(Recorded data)
__________________________________________________
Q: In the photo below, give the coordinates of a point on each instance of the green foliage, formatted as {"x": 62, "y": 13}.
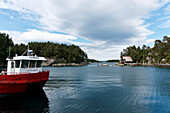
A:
{"x": 62, "y": 53}
{"x": 5, "y": 45}
{"x": 93, "y": 60}
{"x": 160, "y": 53}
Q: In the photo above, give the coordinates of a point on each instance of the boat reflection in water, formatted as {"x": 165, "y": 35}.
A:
{"x": 34, "y": 102}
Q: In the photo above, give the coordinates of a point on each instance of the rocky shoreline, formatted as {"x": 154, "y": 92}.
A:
{"x": 154, "y": 65}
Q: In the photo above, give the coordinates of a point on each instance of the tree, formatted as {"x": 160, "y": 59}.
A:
{"x": 5, "y": 44}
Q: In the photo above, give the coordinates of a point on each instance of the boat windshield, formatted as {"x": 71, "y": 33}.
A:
{"x": 39, "y": 63}
{"x": 32, "y": 64}
{"x": 24, "y": 64}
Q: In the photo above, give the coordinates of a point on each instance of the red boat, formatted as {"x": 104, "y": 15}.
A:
{"x": 23, "y": 73}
__________________________________________________
§ Prompt:
All the lines above are to be reproduced exactly, except the pictures.

§ Written response:
Q: In the photo below, give the coordinates of a point on each instance of the green foliage, formatted as {"x": 62, "y": 13}.
A:
{"x": 62, "y": 53}
{"x": 5, "y": 45}
{"x": 93, "y": 60}
{"x": 160, "y": 53}
Q: In the photo above, give the coordinates of a point on each instance of the boat reflection in water, formatted as {"x": 165, "y": 35}.
A:
{"x": 34, "y": 102}
Q: In the photo above, give the coordinates of a point on each instance of the rocky shoreline, formatted as {"x": 154, "y": 92}.
A:
{"x": 154, "y": 65}
Q: In the photo above, give the coordinates of a point on each instance of the tree, formatted as {"x": 160, "y": 59}.
A:
{"x": 5, "y": 44}
Q: In the photo above, give the coordinates of a point on each instance of the boat windshield, formatted as {"x": 71, "y": 33}.
A:
{"x": 39, "y": 63}
{"x": 32, "y": 64}
{"x": 24, "y": 64}
Q: In the photo above, give the coordinates of a point on each instance of the red boat, formatted as {"x": 104, "y": 15}.
A:
{"x": 23, "y": 73}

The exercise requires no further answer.